#### [WHAT YOU NEED TO DO]
Turn every line of the records below into a numbered list. Skip blank lines and leave out the pictures.

#### [RECORDS SUPPLIED]

+---+

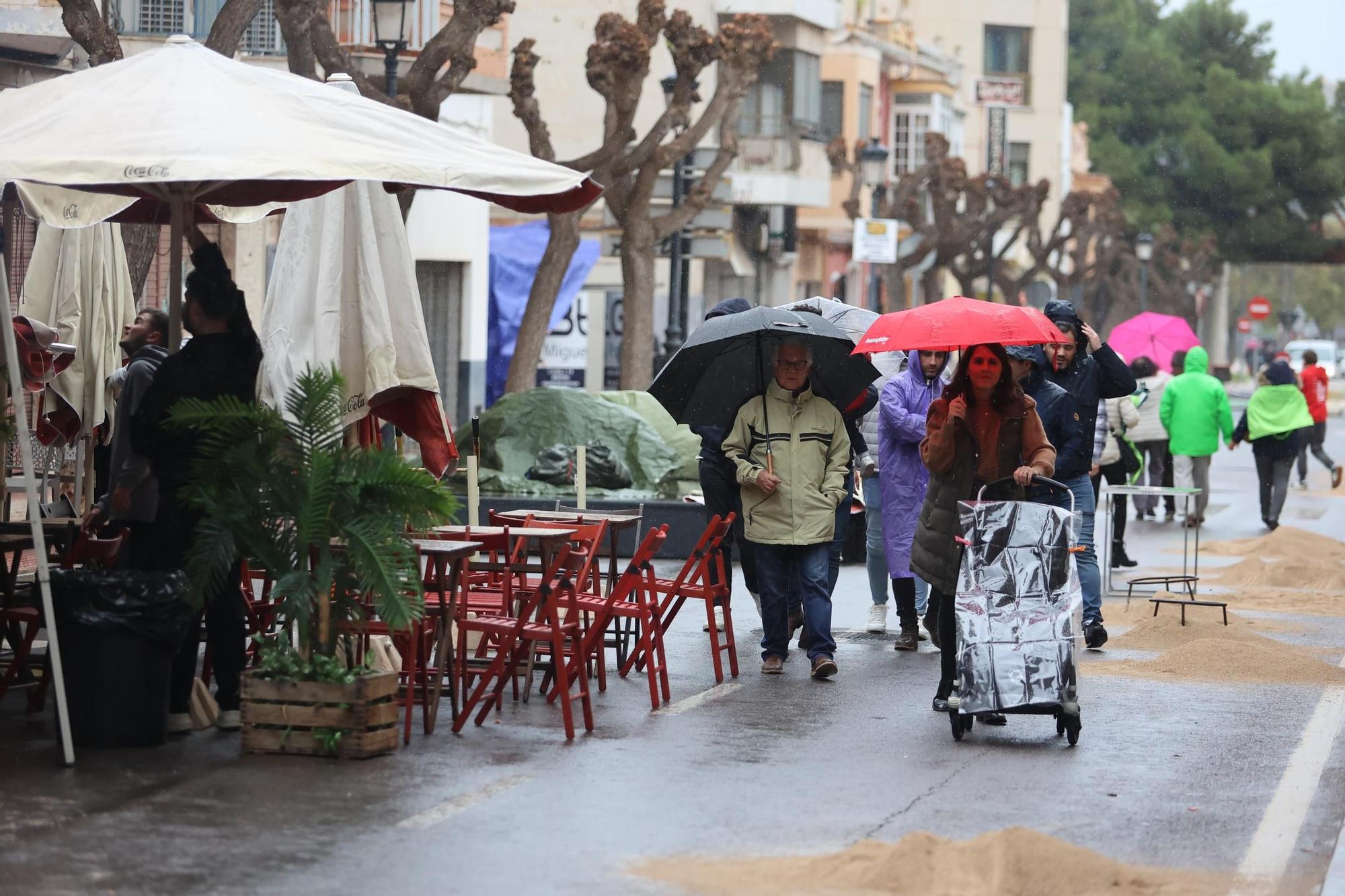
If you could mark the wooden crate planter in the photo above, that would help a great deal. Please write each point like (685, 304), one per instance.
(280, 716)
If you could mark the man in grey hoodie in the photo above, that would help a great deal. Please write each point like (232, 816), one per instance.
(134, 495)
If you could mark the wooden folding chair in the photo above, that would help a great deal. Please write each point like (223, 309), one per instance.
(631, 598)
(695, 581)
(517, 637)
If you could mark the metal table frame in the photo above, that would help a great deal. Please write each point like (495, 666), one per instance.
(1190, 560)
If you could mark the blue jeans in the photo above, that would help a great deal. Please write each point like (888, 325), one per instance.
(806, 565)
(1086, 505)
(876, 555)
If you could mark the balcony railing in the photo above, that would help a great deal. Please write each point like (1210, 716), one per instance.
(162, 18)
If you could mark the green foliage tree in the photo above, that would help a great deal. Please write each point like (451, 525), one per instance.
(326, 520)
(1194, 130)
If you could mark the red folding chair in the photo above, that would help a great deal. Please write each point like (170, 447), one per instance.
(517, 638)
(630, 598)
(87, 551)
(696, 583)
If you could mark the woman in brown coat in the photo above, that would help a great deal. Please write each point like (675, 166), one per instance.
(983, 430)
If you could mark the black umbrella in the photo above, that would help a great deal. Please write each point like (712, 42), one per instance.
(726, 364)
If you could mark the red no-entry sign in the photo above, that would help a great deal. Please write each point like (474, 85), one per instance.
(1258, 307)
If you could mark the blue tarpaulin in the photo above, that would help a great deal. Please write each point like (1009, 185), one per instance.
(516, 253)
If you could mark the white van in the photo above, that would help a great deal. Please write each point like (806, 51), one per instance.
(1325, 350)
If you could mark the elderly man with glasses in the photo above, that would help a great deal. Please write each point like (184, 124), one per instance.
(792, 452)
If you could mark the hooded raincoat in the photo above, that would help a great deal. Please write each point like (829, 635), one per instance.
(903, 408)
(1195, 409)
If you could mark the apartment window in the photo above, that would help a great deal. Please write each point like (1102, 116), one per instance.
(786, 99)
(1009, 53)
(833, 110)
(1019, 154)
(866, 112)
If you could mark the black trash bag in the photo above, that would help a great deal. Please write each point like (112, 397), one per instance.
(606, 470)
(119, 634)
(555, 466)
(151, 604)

+---+

#### [COMPLETE OUTPUT]
1. If you could mark the wooden crate planter in the photo above, that would help a great deal. Please write each point like (685, 304), one per instance.
2. (280, 716)
3. If you could mark the man in grey hoodie in the photo above, that would help a great deal. Please write each point like (232, 816), one per instance.
4. (134, 495)
5. If you could mark the wooden folding chair in the photo above, that would help a great deal. Please write each point like (223, 309), one per instance.
6. (631, 598)
7. (695, 581)
8. (517, 637)
9. If you could mark the metal table frame in the photo above, that would help a great deal. Please write each point like (495, 666), one per instance.
10. (1190, 560)
11. If you could mark the blue jeans in the photo above, that would help a great deal. Please write each point like (888, 325), one per instance.
12. (806, 565)
13. (1086, 505)
14. (876, 555)
15. If you could mark the balcony railing in the photo above, that would help a great deal. Please write each point like (1210, 716), one per instance.
16. (162, 18)
17. If you could mark the green foliage tree in the photo above, that would help a great deal. Please write each point like (451, 525), one per instance.
18. (326, 520)
19. (1194, 130)
20. If you could mark the red folding chair in the photo above, that would help a great deal. Please write each point like (170, 447), one per instance.
21. (517, 638)
22. (630, 598)
23. (87, 551)
24. (696, 583)
25. If you could mark the woman in brown coat in the photo above, that would help a great deal. Please write each point like (675, 166), one per instance.
26. (983, 430)
27. If you could mark the black umbrella in the photo above, that would help a great deal. Please write each point like (712, 42), one per instance.
28. (726, 364)
29. If you could mark the red no-entry sign in the photo above, that would help a great deal. Please write each point like (474, 85), one per instance.
30. (1258, 307)
31. If you could mark the blue tarpaulin in the photo above, that would help a great deal. Please write each point like (1009, 185), one per instance.
32. (516, 253)
33. If you could mark the white van in the photo above, that would help a great deal. Please write each point like (806, 51), one per instance.
34. (1325, 350)
35. If you could mark the elderly man with glasses in the photo above, that would help a great deal. Please write each point like (184, 124), one per instance.
36. (792, 452)
37. If you could mark the hooded raincoat in the photo above, that would help a great deal. Please write each point like (829, 635), one per instance.
38. (903, 408)
39. (1195, 409)
40. If you could mark the apartment window in the photo above, that would help a great deal. Please write each point like (1102, 116), one per instance.
41. (786, 99)
42. (1009, 53)
43. (833, 110)
44. (1019, 154)
45. (866, 112)
46. If you could mark the black trash bag in the photo above, that would help a great deal. Please write each point like (112, 397), one per instance.
47. (606, 470)
48. (119, 634)
49. (555, 466)
50. (151, 604)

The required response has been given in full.